_Исходный текст_.

========================================================================

ИнтервьюОбщество

«Преступное неизменно оказывается посрамлённым»

Философ Мария Рахманинова — о символах российского вторжения и последствиях милитаризации страны

Зачем выстраивать букву «Z» телами детей? Как заставить общество хотеть войны? И какова связь между русской культурой и нынешними политическими событиями? Об этом «Новая газета. Европа» поговорила с доктором философских наук и художницей Марией Рахманиновой.

Карточка эксперта

Мария Рахманинова — доктор философских наук, член союза фотохудожников, соосновательница журнала Akrateia. В 2015—2020 гг. — доцент кафедры философии СПГУ. С 2020 г. — профессор кафедры философии и культурологии Санкт-Петербургского гуманитарного университета профсоюзов. В марте 2022 года после доноса студентов уволилась с профессорской должности по этическим и политическим причинам.

Фото: akrateia.info

Фото: akrateia.info

«Аппликации» из детей и тост Сталина

– После начала войны с Украиной можно было наблюдать, как руководители школ и детских садов выражали поддержку вторжению, выстраивая из детей буквы «Z» и «V». Какой в этом идеологический смысл?

– Сейчас мы наблюдаем создание коллективного тела на месте мёртвого коллективного субъекта. Стоит помнить: советский опыт оказался очень травматичным для нашего общества, что привело к ослаблению коллективной субъектности в России в целом. На это наслоилась последующая атомизация общества, репрессии последних лет, направленные против любых ростков солидарности и политического действия, а также усиление цензуры.

========================================================================

_Предоставленные данные_.
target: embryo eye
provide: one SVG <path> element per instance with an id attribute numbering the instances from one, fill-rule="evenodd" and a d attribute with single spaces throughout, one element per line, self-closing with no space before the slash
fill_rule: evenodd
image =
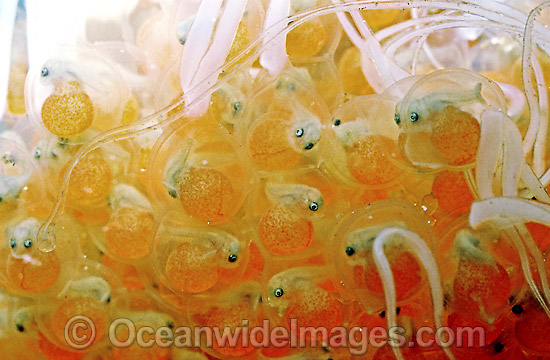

========================================================================

_Поставленная задача_. Когда, согласно исходному тексту, Мария Рахманинова уволилась с профессорской должности? Материал для этой работы не понадобится.

_Решение задачи_. В марте 2022 года.